-- Given entries follows --

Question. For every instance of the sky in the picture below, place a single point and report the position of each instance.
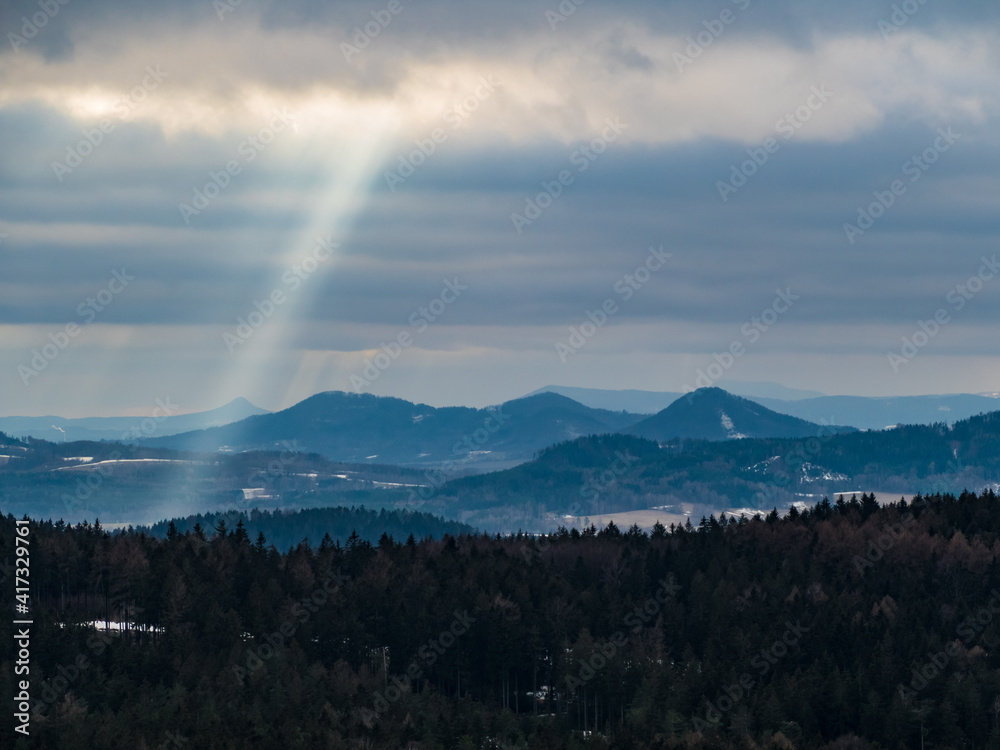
(461, 202)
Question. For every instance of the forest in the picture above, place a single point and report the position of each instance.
(848, 625)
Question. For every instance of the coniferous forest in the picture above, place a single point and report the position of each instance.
(848, 625)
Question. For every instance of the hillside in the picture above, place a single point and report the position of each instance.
(611, 473)
(357, 428)
(714, 414)
(166, 422)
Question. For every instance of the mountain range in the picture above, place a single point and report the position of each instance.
(357, 428)
(714, 414)
(361, 427)
(125, 429)
(862, 412)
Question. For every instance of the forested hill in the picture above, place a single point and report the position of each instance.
(605, 473)
(846, 627)
(337, 525)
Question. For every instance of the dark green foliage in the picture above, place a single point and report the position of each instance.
(647, 641)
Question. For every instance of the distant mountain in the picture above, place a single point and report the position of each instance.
(757, 389)
(361, 427)
(878, 413)
(636, 402)
(650, 402)
(60, 429)
(714, 414)
(616, 473)
(287, 529)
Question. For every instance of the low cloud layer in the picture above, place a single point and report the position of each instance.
(534, 156)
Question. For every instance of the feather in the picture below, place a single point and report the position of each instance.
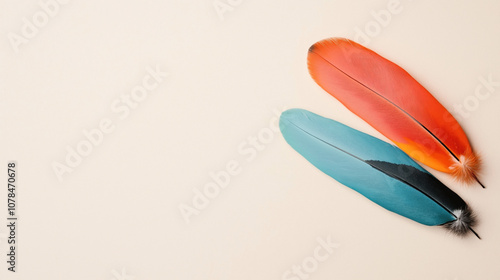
(378, 170)
(394, 103)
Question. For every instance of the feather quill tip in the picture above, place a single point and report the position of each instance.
(466, 169)
(465, 221)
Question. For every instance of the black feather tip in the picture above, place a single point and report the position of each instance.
(464, 223)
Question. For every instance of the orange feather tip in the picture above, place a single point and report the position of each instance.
(467, 168)
(389, 99)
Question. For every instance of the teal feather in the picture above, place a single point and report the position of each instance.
(378, 170)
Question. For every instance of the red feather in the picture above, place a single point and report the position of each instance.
(393, 102)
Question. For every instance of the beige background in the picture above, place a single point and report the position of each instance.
(116, 216)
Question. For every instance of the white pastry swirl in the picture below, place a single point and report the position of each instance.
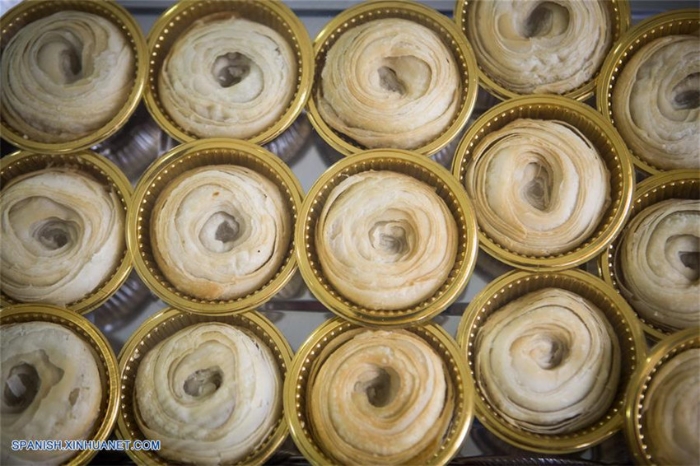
(220, 232)
(62, 236)
(539, 187)
(670, 411)
(51, 390)
(227, 77)
(385, 240)
(539, 47)
(389, 83)
(656, 102)
(548, 362)
(658, 260)
(211, 393)
(65, 75)
(382, 397)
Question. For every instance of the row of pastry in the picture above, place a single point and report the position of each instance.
(379, 75)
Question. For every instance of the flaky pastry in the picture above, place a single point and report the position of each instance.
(211, 393)
(389, 83)
(656, 102)
(658, 263)
(539, 47)
(220, 232)
(51, 390)
(539, 187)
(548, 362)
(62, 235)
(65, 75)
(382, 397)
(386, 240)
(227, 76)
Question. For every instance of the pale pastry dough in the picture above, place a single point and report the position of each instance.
(386, 240)
(227, 77)
(220, 232)
(656, 102)
(65, 75)
(389, 83)
(51, 390)
(539, 47)
(548, 362)
(62, 236)
(658, 260)
(211, 393)
(539, 187)
(670, 410)
(382, 397)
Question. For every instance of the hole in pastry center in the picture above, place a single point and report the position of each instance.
(21, 386)
(231, 68)
(548, 18)
(54, 234)
(203, 382)
(687, 93)
(389, 237)
(538, 188)
(378, 387)
(390, 81)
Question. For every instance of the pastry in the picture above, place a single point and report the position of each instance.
(539, 187)
(382, 397)
(389, 83)
(227, 76)
(386, 240)
(539, 47)
(220, 232)
(670, 410)
(61, 68)
(656, 102)
(62, 236)
(211, 393)
(658, 263)
(548, 362)
(51, 390)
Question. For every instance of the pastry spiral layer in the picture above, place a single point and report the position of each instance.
(382, 397)
(51, 390)
(656, 102)
(211, 393)
(658, 259)
(220, 232)
(540, 47)
(548, 362)
(59, 69)
(386, 240)
(539, 187)
(227, 77)
(62, 235)
(389, 83)
(670, 410)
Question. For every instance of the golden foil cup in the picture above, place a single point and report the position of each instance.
(604, 138)
(512, 286)
(660, 25)
(420, 168)
(618, 10)
(27, 12)
(412, 11)
(679, 184)
(106, 363)
(100, 169)
(272, 13)
(161, 326)
(332, 334)
(637, 424)
(179, 160)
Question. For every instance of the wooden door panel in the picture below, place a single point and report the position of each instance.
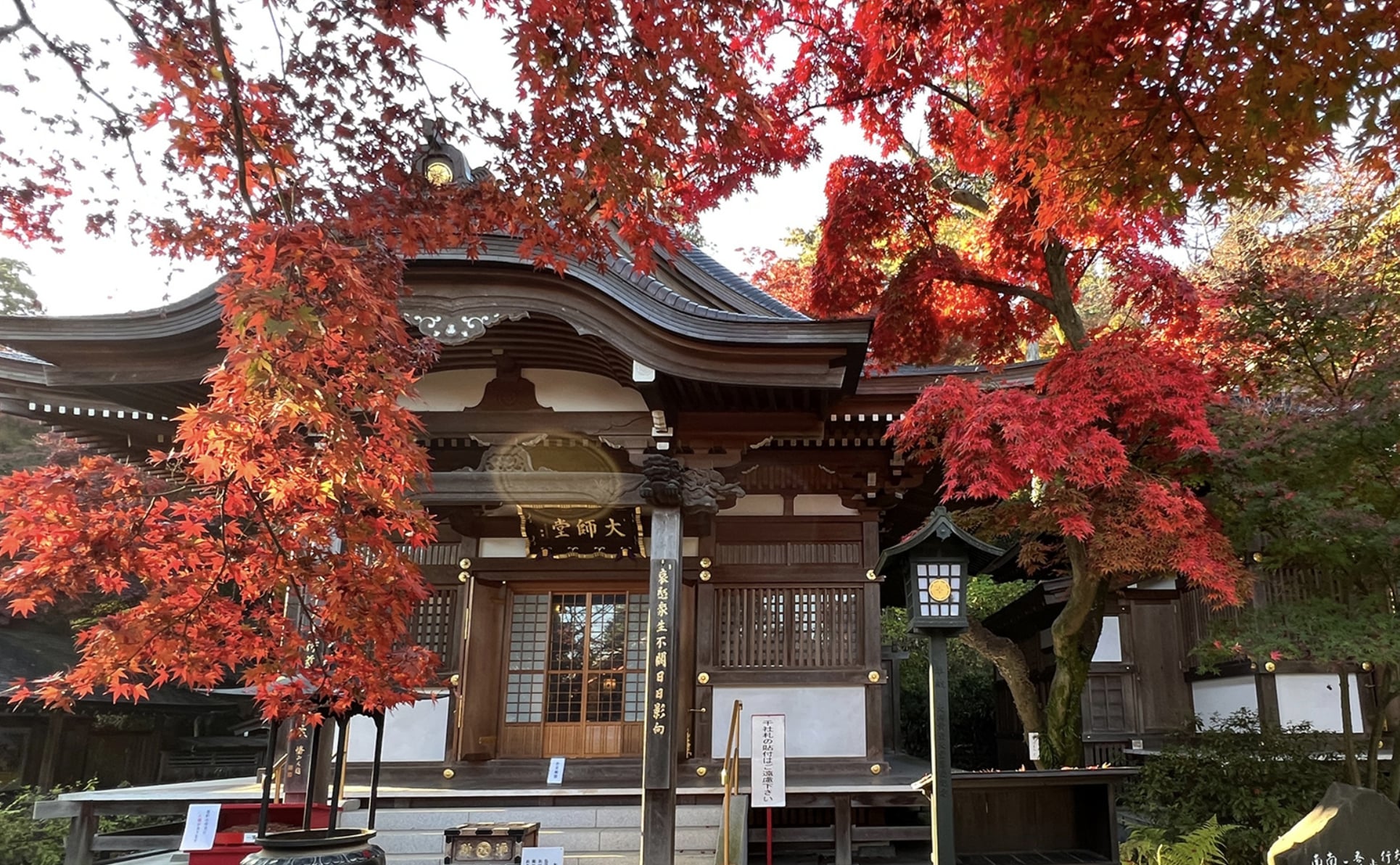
(1164, 695)
(521, 741)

-- Given entries concluded --

**Problem to solve**
What is needed is an exact repeat of the lines from the one containing "Question. For every instance of the pastry in" through the last line of the records above, both included, with pictures left out.

**Expected output**
Question. For every instance of the pastry in the picture above, place a single point and report the position of each instance.
(539, 187)
(382, 397)
(389, 83)
(227, 76)
(386, 240)
(539, 47)
(220, 232)
(670, 410)
(61, 68)
(656, 102)
(62, 236)
(211, 393)
(658, 263)
(548, 362)
(51, 390)
Question. For every instance of the pastry spiral layer in the picture above, place a single point and report the position of each instance.
(382, 397)
(51, 390)
(656, 102)
(211, 393)
(658, 259)
(220, 232)
(540, 47)
(548, 362)
(59, 69)
(386, 240)
(539, 187)
(227, 77)
(62, 235)
(389, 83)
(670, 410)
Question. For every instance of the golden foil cup in the picture above, place a single point and report the position of each instance.
(604, 138)
(512, 286)
(660, 25)
(420, 168)
(618, 10)
(27, 12)
(412, 11)
(679, 184)
(106, 363)
(100, 169)
(272, 13)
(161, 326)
(332, 334)
(637, 424)
(179, 160)
Question. For every instance of the wooden door panel in the picture below, place a single point and report the position of each instance.
(1164, 695)
(521, 741)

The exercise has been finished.